▶ [Your objective]: Each line from the one containing "In this picture, where can the pink granite" through the last line of the material below is to be transcribed exactly, with nothing else included.

= Beginning of Section =

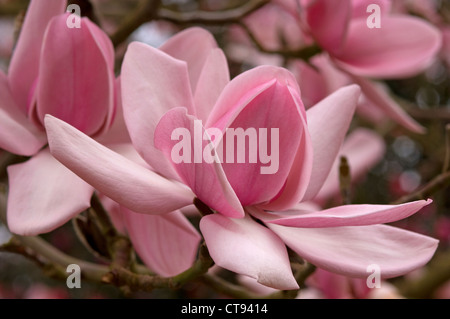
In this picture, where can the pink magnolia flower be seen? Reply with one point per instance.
(61, 71)
(186, 80)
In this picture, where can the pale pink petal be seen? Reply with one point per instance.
(328, 22)
(17, 134)
(328, 122)
(117, 132)
(248, 248)
(152, 83)
(206, 179)
(273, 110)
(379, 96)
(117, 177)
(24, 67)
(363, 150)
(353, 215)
(44, 195)
(402, 47)
(211, 82)
(194, 46)
(167, 244)
(76, 82)
(351, 250)
(243, 89)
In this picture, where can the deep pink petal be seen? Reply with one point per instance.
(402, 47)
(167, 244)
(328, 122)
(76, 81)
(17, 134)
(24, 67)
(363, 150)
(248, 248)
(152, 83)
(353, 215)
(206, 179)
(44, 195)
(193, 45)
(117, 177)
(351, 250)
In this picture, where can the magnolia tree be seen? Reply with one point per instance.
(219, 149)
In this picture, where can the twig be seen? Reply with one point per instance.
(434, 276)
(145, 12)
(446, 166)
(425, 191)
(211, 17)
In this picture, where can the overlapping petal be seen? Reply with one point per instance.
(44, 195)
(248, 248)
(166, 243)
(117, 177)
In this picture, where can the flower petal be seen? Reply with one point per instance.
(402, 47)
(44, 195)
(212, 80)
(207, 180)
(152, 83)
(117, 177)
(248, 248)
(17, 134)
(328, 122)
(351, 250)
(167, 243)
(193, 45)
(353, 215)
(76, 82)
(24, 67)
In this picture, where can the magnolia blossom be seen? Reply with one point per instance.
(187, 79)
(357, 48)
(61, 71)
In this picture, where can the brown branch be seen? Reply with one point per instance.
(435, 275)
(146, 11)
(437, 183)
(211, 17)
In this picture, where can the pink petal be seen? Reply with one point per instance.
(17, 134)
(117, 177)
(243, 89)
(167, 244)
(211, 82)
(207, 180)
(76, 81)
(402, 47)
(351, 250)
(44, 195)
(328, 122)
(24, 67)
(152, 83)
(328, 22)
(248, 248)
(380, 97)
(353, 215)
(272, 109)
(193, 45)
(363, 150)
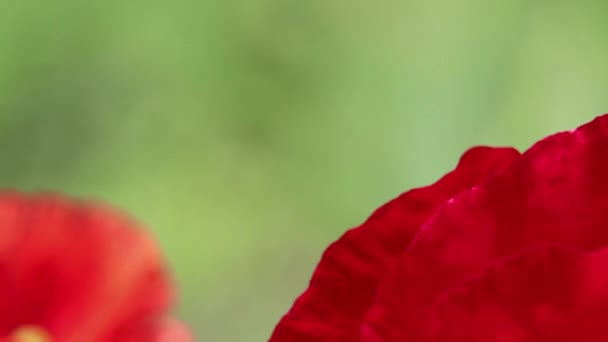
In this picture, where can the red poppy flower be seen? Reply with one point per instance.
(75, 272)
(506, 247)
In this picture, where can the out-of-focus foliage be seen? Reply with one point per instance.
(249, 134)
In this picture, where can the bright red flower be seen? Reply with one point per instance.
(506, 247)
(76, 271)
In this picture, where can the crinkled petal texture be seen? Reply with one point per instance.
(516, 253)
(556, 193)
(81, 271)
(344, 283)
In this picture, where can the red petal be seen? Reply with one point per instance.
(556, 192)
(344, 283)
(79, 270)
(153, 330)
(547, 294)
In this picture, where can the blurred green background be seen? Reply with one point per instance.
(248, 134)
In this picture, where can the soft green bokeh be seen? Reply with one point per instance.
(249, 134)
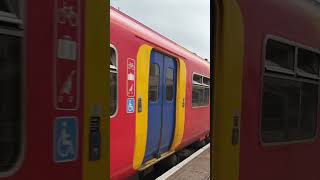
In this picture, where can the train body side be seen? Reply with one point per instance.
(127, 36)
(297, 22)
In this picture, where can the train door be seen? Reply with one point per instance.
(162, 101)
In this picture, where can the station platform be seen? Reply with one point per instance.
(195, 167)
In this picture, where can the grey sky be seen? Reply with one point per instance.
(187, 22)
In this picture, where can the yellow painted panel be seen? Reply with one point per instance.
(228, 89)
(180, 105)
(143, 63)
(96, 86)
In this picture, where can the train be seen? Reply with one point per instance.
(266, 110)
(159, 97)
(53, 109)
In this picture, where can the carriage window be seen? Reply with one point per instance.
(290, 103)
(308, 62)
(10, 101)
(154, 79)
(113, 82)
(169, 84)
(200, 91)
(9, 6)
(279, 56)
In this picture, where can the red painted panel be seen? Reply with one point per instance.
(39, 102)
(127, 35)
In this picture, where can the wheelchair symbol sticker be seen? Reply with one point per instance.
(65, 139)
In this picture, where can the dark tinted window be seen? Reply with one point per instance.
(289, 110)
(279, 56)
(200, 90)
(9, 6)
(290, 102)
(10, 101)
(154, 83)
(113, 82)
(169, 84)
(308, 61)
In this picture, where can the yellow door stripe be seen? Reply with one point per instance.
(228, 88)
(96, 91)
(142, 81)
(180, 105)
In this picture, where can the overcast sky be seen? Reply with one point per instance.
(187, 22)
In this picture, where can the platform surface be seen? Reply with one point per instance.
(195, 168)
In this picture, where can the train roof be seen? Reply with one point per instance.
(152, 36)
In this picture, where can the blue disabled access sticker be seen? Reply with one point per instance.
(65, 139)
(130, 105)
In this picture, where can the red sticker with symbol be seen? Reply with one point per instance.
(67, 43)
(131, 76)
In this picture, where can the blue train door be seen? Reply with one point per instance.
(162, 103)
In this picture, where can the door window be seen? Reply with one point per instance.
(10, 101)
(113, 82)
(154, 79)
(169, 84)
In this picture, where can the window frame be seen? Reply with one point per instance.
(285, 76)
(117, 85)
(173, 85)
(18, 32)
(158, 85)
(200, 85)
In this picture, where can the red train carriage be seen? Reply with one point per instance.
(275, 63)
(159, 96)
(44, 99)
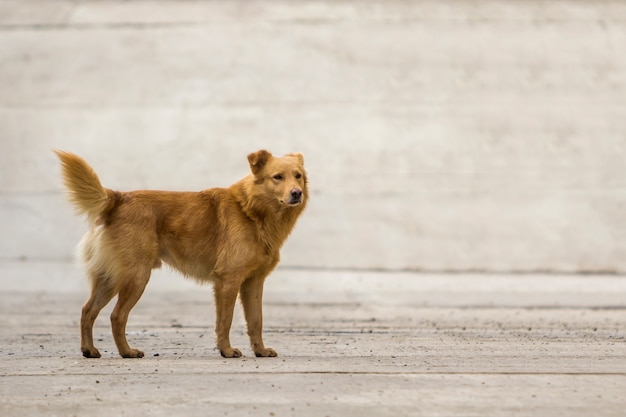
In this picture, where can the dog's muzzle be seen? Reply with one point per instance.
(295, 196)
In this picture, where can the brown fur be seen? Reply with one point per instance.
(228, 236)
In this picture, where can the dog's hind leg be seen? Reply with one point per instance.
(101, 293)
(131, 289)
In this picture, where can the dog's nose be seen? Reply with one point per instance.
(296, 193)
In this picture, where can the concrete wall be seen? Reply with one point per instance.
(443, 135)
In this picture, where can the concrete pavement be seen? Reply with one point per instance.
(349, 344)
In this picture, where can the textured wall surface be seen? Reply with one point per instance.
(442, 136)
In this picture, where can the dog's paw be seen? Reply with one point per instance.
(266, 353)
(91, 352)
(231, 353)
(132, 353)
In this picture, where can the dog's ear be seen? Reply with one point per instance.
(258, 160)
(298, 156)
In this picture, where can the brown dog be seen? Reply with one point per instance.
(230, 236)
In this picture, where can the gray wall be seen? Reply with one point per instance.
(442, 136)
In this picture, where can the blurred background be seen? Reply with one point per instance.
(439, 136)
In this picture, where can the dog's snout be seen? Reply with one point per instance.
(296, 193)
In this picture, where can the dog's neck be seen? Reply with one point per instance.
(273, 220)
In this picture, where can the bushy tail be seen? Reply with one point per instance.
(85, 191)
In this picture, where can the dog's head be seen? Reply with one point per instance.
(281, 178)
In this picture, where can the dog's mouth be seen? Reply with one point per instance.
(292, 202)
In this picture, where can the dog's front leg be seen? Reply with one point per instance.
(226, 290)
(252, 301)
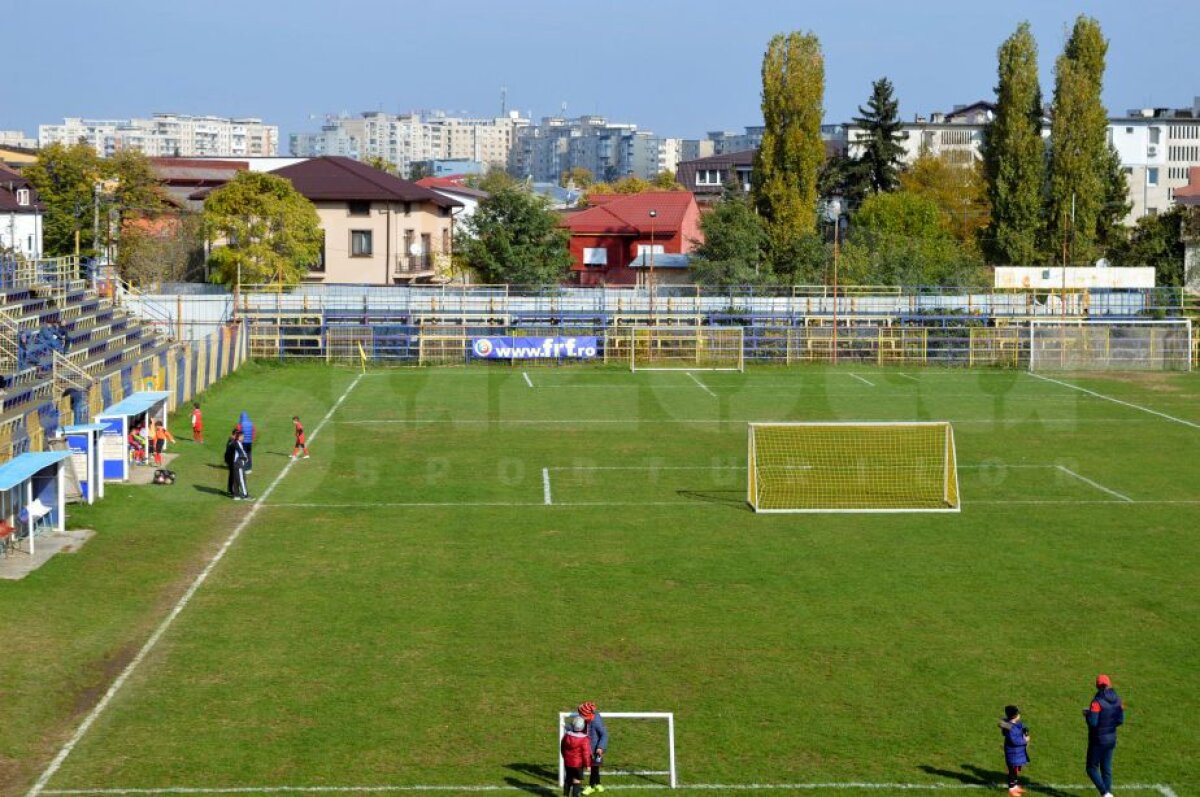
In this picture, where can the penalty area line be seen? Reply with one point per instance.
(1063, 468)
(551, 789)
(1116, 401)
(167, 622)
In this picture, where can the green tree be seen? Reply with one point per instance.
(66, 179)
(382, 163)
(959, 191)
(900, 238)
(1157, 241)
(735, 247)
(877, 167)
(1014, 156)
(513, 237)
(268, 231)
(1079, 150)
(791, 154)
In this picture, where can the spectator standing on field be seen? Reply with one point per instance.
(576, 753)
(598, 742)
(1103, 717)
(1017, 739)
(247, 439)
(235, 460)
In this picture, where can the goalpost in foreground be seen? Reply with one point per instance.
(852, 467)
(624, 761)
(676, 348)
(1135, 345)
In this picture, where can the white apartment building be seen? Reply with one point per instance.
(1157, 148)
(168, 136)
(17, 138)
(407, 138)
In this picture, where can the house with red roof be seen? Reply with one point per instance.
(618, 238)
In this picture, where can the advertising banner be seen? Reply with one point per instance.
(534, 348)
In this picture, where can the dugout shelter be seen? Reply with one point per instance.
(33, 497)
(117, 421)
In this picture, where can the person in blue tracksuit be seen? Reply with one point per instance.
(1103, 717)
(1017, 741)
(598, 735)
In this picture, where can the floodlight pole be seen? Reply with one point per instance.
(652, 283)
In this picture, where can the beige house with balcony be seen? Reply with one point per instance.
(379, 229)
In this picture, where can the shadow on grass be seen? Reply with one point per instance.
(973, 775)
(735, 498)
(546, 778)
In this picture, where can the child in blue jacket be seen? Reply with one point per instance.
(1017, 739)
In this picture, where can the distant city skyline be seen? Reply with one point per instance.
(676, 67)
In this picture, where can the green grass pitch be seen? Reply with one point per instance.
(407, 609)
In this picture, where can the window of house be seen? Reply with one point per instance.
(360, 243)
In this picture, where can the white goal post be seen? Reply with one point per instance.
(852, 467)
(1134, 345)
(676, 348)
(669, 717)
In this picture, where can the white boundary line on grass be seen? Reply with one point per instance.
(99, 708)
(1116, 401)
(1095, 484)
(1162, 789)
(702, 385)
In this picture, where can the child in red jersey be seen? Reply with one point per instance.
(301, 443)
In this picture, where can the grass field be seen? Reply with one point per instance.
(471, 551)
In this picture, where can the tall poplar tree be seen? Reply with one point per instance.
(1080, 161)
(787, 162)
(1014, 156)
(879, 166)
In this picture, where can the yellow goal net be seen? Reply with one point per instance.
(852, 467)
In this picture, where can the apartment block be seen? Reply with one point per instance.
(168, 136)
(415, 137)
(1158, 147)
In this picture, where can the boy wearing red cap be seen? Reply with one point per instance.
(598, 738)
(1103, 717)
(576, 754)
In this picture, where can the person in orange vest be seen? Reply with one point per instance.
(197, 423)
(160, 438)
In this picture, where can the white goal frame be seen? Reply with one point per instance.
(606, 715)
(1043, 327)
(949, 475)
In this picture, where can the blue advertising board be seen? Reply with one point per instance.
(534, 348)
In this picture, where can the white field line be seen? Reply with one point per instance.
(1063, 468)
(844, 785)
(1117, 401)
(99, 708)
(702, 385)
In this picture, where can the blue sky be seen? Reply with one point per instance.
(673, 66)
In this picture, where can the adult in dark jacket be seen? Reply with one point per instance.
(1103, 715)
(598, 738)
(235, 460)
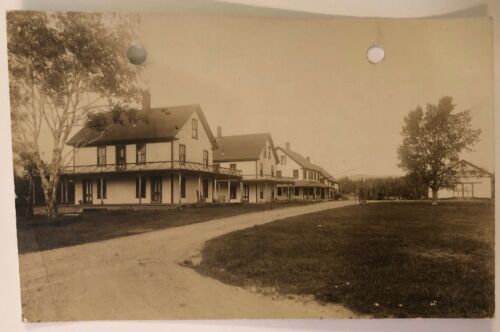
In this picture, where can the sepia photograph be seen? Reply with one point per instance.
(174, 166)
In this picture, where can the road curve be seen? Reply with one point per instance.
(140, 277)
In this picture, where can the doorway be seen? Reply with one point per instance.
(121, 157)
(156, 189)
(87, 191)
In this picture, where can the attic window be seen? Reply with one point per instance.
(194, 128)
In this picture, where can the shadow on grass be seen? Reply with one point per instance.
(386, 260)
(39, 234)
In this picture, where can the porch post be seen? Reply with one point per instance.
(214, 189)
(140, 190)
(66, 192)
(180, 187)
(199, 188)
(102, 196)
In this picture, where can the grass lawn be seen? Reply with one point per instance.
(386, 260)
(40, 234)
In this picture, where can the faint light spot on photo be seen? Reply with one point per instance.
(375, 54)
(136, 55)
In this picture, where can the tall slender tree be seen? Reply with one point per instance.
(433, 141)
(63, 67)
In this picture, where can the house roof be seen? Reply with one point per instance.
(308, 184)
(242, 147)
(156, 124)
(304, 163)
(480, 169)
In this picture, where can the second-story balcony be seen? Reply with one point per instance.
(152, 166)
(268, 177)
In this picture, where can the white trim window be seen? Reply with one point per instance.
(194, 128)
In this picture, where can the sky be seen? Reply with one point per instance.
(307, 80)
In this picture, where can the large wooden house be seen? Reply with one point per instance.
(255, 155)
(472, 181)
(162, 156)
(311, 182)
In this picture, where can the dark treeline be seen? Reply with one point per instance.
(404, 187)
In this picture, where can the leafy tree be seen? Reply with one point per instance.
(433, 141)
(64, 67)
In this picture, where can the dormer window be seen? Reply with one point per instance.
(140, 154)
(182, 154)
(101, 155)
(194, 128)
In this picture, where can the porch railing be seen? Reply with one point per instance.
(268, 177)
(151, 166)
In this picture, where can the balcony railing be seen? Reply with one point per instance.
(268, 177)
(151, 166)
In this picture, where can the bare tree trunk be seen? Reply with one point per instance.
(434, 196)
(49, 184)
(29, 209)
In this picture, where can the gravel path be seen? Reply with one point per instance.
(141, 277)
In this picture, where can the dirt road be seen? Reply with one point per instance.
(140, 277)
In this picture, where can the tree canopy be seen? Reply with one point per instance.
(433, 141)
(64, 67)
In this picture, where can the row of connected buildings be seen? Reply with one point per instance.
(171, 156)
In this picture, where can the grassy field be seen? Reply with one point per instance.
(386, 260)
(40, 234)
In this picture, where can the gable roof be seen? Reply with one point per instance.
(304, 163)
(159, 124)
(242, 147)
(480, 169)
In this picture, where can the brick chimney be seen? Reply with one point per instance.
(146, 100)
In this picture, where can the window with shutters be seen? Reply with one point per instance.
(140, 187)
(182, 153)
(101, 155)
(194, 128)
(140, 154)
(101, 188)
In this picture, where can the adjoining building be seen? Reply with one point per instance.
(312, 182)
(165, 157)
(472, 182)
(255, 155)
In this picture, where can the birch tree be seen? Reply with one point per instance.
(64, 67)
(433, 141)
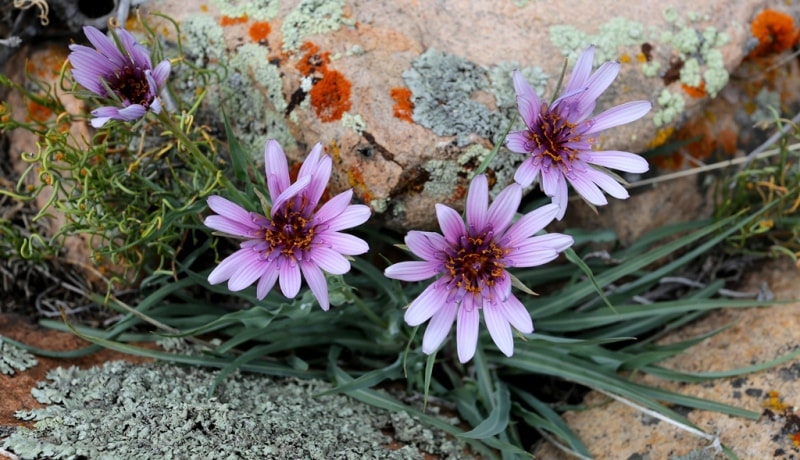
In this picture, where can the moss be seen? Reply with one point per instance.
(259, 10)
(670, 105)
(442, 87)
(311, 17)
(126, 411)
(14, 359)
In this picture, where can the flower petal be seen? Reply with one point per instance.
(504, 207)
(267, 280)
(290, 277)
(439, 326)
(527, 173)
(276, 168)
(607, 183)
(581, 71)
(329, 260)
(588, 190)
(425, 305)
(614, 159)
(289, 193)
(477, 203)
(414, 270)
(450, 222)
(230, 264)
(498, 328)
(353, 216)
(344, 243)
(518, 142)
(426, 245)
(467, 329)
(316, 281)
(619, 115)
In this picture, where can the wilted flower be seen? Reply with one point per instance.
(471, 263)
(297, 240)
(559, 137)
(121, 70)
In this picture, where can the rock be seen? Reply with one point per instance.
(410, 97)
(756, 336)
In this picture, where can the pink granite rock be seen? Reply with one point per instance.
(411, 96)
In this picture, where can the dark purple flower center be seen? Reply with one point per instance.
(475, 262)
(289, 232)
(551, 135)
(130, 84)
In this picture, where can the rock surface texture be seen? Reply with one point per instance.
(755, 336)
(410, 96)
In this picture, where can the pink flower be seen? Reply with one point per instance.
(297, 240)
(470, 262)
(120, 70)
(559, 137)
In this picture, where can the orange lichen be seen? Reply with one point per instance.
(229, 21)
(774, 31)
(696, 92)
(403, 107)
(330, 96)
(312, 60)
(38, 112)
(774, 402)
(259, 31)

= End of Section =

▶ [Solved problem]:
In this picture, where can the pink granite rock be seen? Reply with one point per instance.
(411, 96)
In this picture, where can the dark purple flower center be seen? Reply with one point per instance.
(475, 262)
(289, 232)
(551, 135)
(130, 84)
In this picture, where can the rock surface texture be seen? Reply with one point per instance.
(755, 336)
(410, 96)
In this picture, where can the pink flower be seen? Reply with one point per instance.
(297, 240)
(470, 262)
(120, 70)
(559, 137)
In this picture, where can the orange lichen be seen? Reply with one point per instance.
(229, 21)
(774, 31)
(696, 92)
(403, 107)
(330, 96)
(312, 60)
(38, 112)
(774, 402)
(259, 31)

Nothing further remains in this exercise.